WRITTEN PROBLEM: Please pull out, character for character, the stretch of the items below that opens with the line containing "[trace] ceiling fan" and closes with the line containing "[[[80,271],[80,70],[46,31],[46,293],[63,301]]]", including both of those lines.
# START OF RECORDS FOR THE EXERCISE
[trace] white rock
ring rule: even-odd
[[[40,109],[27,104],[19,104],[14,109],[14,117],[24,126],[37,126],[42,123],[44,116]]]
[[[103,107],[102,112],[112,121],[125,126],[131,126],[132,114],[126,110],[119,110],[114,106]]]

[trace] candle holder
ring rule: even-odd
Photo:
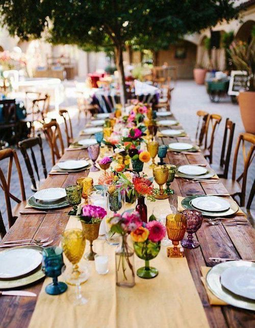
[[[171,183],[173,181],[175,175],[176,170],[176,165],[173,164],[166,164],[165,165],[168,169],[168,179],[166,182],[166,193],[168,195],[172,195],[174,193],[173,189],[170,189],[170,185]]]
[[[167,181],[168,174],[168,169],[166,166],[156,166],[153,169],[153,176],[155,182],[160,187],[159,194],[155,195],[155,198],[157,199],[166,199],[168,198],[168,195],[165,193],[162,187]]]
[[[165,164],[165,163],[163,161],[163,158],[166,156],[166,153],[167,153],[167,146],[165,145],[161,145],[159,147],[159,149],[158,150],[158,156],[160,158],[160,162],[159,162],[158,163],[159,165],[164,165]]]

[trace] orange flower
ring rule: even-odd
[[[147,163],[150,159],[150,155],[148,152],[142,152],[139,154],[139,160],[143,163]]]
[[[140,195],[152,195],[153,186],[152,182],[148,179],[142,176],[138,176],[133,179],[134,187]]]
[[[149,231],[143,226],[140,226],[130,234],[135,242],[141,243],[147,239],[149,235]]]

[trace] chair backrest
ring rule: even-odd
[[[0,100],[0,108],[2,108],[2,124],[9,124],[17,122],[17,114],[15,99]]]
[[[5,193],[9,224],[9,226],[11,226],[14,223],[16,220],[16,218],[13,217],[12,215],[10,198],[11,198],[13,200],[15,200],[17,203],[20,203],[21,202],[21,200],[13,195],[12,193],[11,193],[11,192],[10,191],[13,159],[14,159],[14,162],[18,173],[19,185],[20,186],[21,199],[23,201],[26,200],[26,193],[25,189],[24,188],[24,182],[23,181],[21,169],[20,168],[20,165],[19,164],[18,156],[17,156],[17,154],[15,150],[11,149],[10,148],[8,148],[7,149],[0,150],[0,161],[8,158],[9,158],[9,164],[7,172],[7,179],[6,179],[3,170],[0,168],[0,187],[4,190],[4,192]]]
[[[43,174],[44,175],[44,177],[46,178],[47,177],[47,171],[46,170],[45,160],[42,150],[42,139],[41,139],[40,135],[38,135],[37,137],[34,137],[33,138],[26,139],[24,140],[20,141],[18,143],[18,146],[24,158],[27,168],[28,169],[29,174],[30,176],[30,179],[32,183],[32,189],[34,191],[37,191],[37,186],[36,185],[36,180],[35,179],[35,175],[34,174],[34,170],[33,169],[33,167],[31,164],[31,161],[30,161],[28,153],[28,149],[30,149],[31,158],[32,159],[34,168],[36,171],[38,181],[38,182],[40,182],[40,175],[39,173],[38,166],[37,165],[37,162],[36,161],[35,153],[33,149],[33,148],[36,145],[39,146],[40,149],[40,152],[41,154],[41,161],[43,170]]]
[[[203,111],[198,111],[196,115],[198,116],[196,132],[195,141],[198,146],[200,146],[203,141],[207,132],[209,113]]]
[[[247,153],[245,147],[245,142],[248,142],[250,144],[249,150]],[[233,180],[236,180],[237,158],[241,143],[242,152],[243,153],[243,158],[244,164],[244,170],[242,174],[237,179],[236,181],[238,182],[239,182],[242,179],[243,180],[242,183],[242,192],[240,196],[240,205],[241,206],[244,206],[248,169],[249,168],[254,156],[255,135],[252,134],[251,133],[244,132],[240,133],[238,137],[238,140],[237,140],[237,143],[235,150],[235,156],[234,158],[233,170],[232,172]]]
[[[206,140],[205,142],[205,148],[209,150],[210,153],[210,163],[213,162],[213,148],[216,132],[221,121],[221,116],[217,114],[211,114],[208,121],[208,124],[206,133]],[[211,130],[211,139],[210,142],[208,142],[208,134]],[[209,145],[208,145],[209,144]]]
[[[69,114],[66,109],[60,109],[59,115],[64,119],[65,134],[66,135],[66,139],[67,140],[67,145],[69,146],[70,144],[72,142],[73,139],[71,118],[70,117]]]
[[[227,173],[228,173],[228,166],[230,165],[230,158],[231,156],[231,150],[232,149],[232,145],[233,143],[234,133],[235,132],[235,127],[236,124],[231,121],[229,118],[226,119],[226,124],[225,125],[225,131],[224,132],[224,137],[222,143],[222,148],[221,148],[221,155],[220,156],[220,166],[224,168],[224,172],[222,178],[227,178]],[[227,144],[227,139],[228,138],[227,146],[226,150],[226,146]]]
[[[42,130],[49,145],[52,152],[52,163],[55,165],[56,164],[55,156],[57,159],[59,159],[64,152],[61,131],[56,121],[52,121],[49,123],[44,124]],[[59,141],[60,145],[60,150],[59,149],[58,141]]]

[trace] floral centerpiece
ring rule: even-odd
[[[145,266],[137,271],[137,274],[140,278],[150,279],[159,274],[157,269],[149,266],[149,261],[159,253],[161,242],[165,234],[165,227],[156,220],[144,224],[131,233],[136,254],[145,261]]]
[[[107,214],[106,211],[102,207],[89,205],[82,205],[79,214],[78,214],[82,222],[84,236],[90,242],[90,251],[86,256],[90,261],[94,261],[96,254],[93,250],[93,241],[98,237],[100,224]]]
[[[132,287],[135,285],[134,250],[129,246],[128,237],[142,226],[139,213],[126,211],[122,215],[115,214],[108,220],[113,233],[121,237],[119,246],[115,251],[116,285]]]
# END OF RECORDS FOR THE EXERCISE
# START OF RECORDS FOR THE EXERCISE
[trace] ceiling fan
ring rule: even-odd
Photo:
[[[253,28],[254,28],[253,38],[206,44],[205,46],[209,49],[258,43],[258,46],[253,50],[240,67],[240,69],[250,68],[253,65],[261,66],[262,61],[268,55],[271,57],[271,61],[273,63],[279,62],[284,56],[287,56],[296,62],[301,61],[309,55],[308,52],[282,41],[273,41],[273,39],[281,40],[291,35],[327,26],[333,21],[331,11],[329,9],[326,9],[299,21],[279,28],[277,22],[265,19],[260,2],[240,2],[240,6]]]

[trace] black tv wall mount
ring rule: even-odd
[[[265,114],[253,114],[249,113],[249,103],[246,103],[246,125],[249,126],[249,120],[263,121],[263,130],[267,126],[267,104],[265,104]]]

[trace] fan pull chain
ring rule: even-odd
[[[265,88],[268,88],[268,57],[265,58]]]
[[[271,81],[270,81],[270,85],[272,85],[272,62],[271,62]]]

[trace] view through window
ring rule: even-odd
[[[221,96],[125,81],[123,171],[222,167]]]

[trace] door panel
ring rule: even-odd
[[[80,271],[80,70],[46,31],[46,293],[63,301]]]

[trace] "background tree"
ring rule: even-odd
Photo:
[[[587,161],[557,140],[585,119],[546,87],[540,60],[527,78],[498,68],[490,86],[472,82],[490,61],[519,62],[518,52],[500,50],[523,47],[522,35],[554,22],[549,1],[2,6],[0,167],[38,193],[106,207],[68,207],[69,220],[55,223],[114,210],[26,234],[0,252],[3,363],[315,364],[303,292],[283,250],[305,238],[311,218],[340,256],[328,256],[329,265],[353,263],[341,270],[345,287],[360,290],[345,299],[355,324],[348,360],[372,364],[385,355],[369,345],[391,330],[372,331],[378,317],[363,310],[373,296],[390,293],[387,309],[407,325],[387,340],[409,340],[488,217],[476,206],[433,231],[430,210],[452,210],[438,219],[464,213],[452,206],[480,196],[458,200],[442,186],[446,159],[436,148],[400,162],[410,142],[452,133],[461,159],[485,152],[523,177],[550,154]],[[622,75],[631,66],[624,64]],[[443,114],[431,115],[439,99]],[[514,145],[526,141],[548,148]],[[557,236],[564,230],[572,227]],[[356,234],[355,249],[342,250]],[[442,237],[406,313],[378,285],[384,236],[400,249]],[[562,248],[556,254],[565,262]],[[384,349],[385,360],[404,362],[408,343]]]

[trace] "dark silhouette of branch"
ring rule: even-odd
# END OF RECORDS FOR THE EXERCISE
ANSWER:
[trace] ceiling fan
ring rule: even-odd
Photo:
[[[253,28],[254,28],[253,38],[206,44],[205,46],[209,49],[258,43],[258,46],[253,50],[240,67],[240,69],[250,68],[253,65],[261,66],[262,61],[268,55],[271,57],[271,61],[273,63],[279,62],[284,56],[287,56],[296,62],[301,61],[309,55],[308,52],[282,41],[273,41],[273,39],[281,40],[291,35],[327,26],[333,21],[331,11],[329,9],[326,9],[299,21],[279,28],[277,22],[265,19],[260,2],[240,2],[240,6]]]

[trace] black tv wall mount
ring rule: even-odd
[[[265,114],[253,114],[249,113],[249,103],[246,103],[246,125],[249,126],[249,120],[263,121],[263,130],[267,126],[267,104],[265,104]]]

[trace] fan pull chain
ring rule: even-odd
[[[265,88],[268,88],[268,57],[265,58]]]
[[[271,81],[270,81],[270,85],[272,85],[272,62],[271,62]]]

[trace] view through window
ring rule: even-odd
[[[221,96],[125,81],[123,171],[222,167]]]

[trace] door panel
ring rule: even-odd
[[[80,271],[80,70],[46,31],[46,293],[63,301]]]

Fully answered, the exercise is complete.